WORK ITEM
Where a picture appears, skip it and copy everything else in the listing exactly.

EXTRACTED MATERIAL
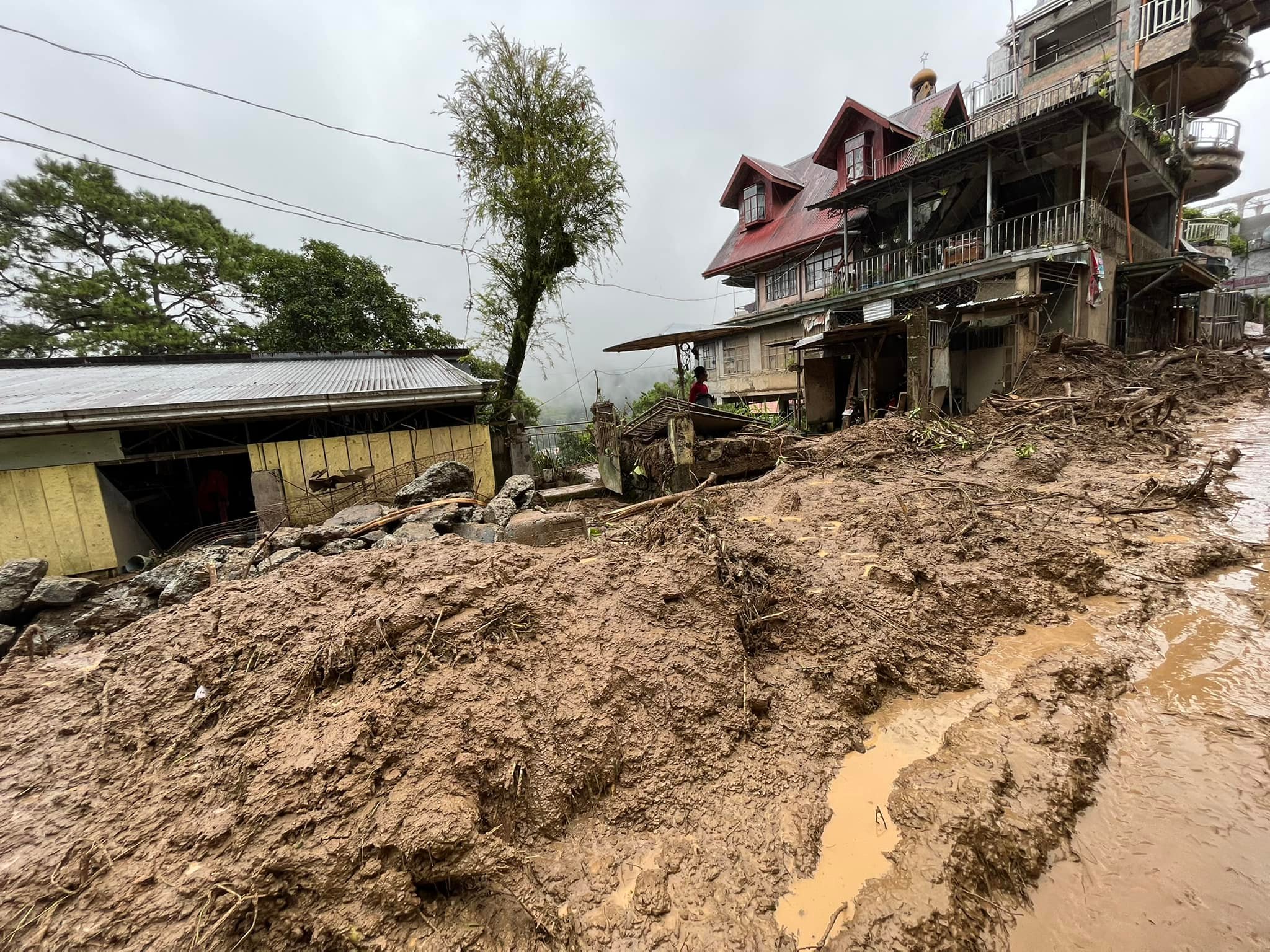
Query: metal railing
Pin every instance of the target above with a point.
(1208, 231)
(1010, 113)
(562, 444)
(1052, 226)
(1213, 133)
(1158, 15)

ANSWER TO THE EXERCISE
Query: metal railing
Pin every instance of the target above with a point.
(1208, 231)
(1010, 113)
(562, 444)
(1052, 226)
(1213, 133)
(1158, 15)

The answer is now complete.